> _PAGE_:
_____

Second, and even more critical, the rulers will no longer fight, even when they
both arm and pay the fixed cost. Instead, they will mobilize a number of
resources that reflect their total cost and the lower value of the prize, but
instead of using the resources to battle one another, they will arm themselves
and watch one another warily in an armed peace. Rulers will still devote
resources to their armies and navies, but war itself should be less frequent,
although it may still break out because of other obstacles to reaching a
settlement. That prediction fits nineteenth-century European history fairly
closely.
Supposing that rulers
do not take into account the damage war does until after 1815 is, of course, an
oversimplification. So too is the assumption that bargaining to divide the
prize begins only after 1815. Without "glory", trade monopolies, or
victory over enemies of the faith, it was easier after 1815 to negotiate a
division of what rulers would otherwise fight for. Furthermore, a king who lost
the war after 1815 risked his throne and so would bear more of the cost of war.
So would the ministers or members of parliaments who increasingly made
decisions about war. It was no longer the Old Regime, where two princes could
battle one another for glory while foisting all the costs onto their subjects.
For the princes, the war did little personal damage and brought them huge
gains, but by 1815, all that had changed, making negotiation more likely. The
outcome, an armed peace, was not wholly new either, but it did become far more
likely.
The second
significant change in the nineteenth century stemmed from political and
administrative reforms that cut the administrative cost of mobilizing
resources. During the Napoleonic Wars, western European states eliminated most
of the Old Regime's particularism. They made their financial systems uniform,
and later in the century, representative assemblies gained a voice in budgetary
decisions. On average, the reforms boosted a country's real per capita tax
revenues substantially, even after we take into account the effects of economic
growth and the higher taxation that war and foreign threats triggered, indeed,
by over 62 percent.¹⁹ The reforms, in short, made it easier to raise taxes and
hence diminished the political cost of mobilizing resources.

_____

> _GIVEN DATA_:
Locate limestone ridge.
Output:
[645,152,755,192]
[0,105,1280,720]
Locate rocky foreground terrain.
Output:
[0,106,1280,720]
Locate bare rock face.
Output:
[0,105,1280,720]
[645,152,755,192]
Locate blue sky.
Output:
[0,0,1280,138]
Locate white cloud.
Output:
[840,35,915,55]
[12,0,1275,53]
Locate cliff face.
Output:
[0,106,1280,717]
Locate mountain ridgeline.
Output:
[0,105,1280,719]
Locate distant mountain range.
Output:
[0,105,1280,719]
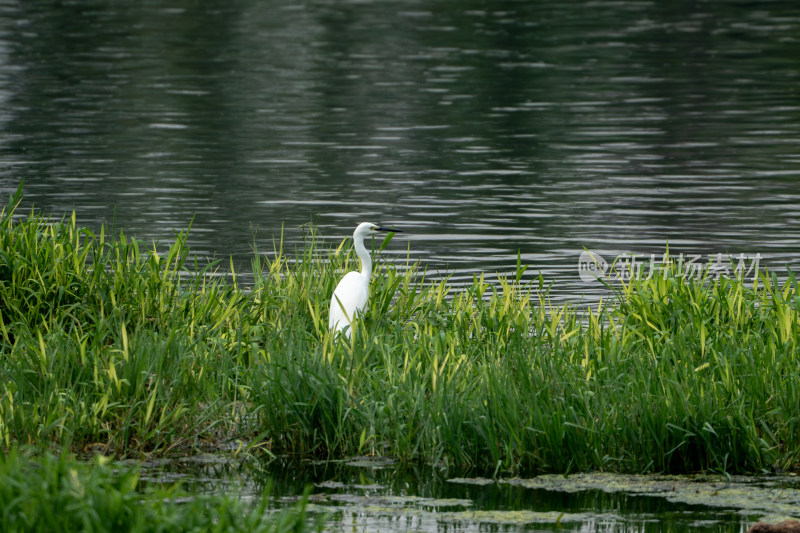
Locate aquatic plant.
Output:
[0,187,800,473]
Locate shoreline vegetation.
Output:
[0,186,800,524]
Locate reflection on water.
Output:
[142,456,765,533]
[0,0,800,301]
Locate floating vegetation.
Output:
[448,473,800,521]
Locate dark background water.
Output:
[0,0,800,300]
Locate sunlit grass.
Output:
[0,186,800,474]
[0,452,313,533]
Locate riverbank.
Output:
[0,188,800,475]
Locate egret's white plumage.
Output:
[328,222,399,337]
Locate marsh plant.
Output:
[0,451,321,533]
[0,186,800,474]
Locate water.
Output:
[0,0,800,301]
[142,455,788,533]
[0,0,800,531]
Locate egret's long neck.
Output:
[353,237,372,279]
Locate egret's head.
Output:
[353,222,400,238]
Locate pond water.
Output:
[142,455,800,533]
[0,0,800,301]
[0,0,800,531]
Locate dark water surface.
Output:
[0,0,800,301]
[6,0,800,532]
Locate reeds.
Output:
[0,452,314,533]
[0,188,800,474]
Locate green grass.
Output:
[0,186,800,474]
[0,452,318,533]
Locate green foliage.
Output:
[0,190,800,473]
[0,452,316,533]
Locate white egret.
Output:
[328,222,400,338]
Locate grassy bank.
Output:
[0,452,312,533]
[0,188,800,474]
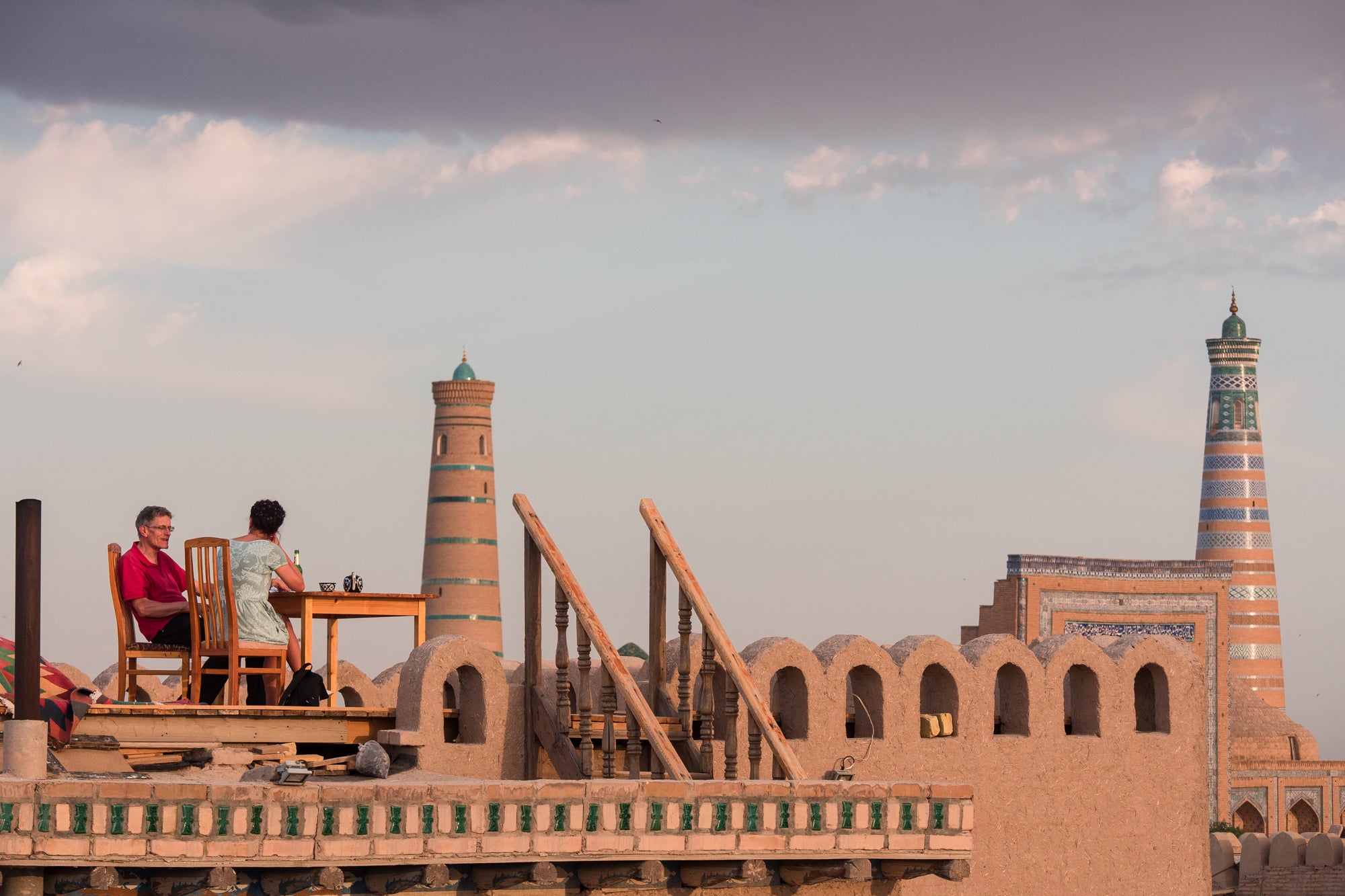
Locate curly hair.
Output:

_____

> _SET TASKS_:
A – According to the passage on war in nineteenth-century Europe, what things no longer existed after 1815, making it easier to negotiate a division? List them.
B – Carry on the passage on war in nineteenth-century Europe from its final sentence.
The records have nothing to do with the passage on war in nineteenth-century Europe.

> _ANSWERS BELOW_:
A –
- "glory"
- trade monopolies
- victory over enemies of the faith

B –
Nationalism and
conscription had a similar impact. They cut the cost of military labor and made
it possible to assemble much larger armies, particularly at the end of the
nineteenth century, when railroads facilitated the task of transporting massive
forces and keeping them supplied.²⁰
The result was a
lower total cost, which would boost military spending either in war or in an
armed peace. That could, in turn, offset the two forces that reduced the value
of the prize and so had the opposite effect on military spending, glory's
waning hold on leaders and the damage done by war.²¹ The bottom line was that
although the nineteenth-century statesmen in charge of foreign policy would be
more likely to negotiate peaceful settlements, they would still marshal
substantial resources when hostilities actually broke out and even during the
armed peace.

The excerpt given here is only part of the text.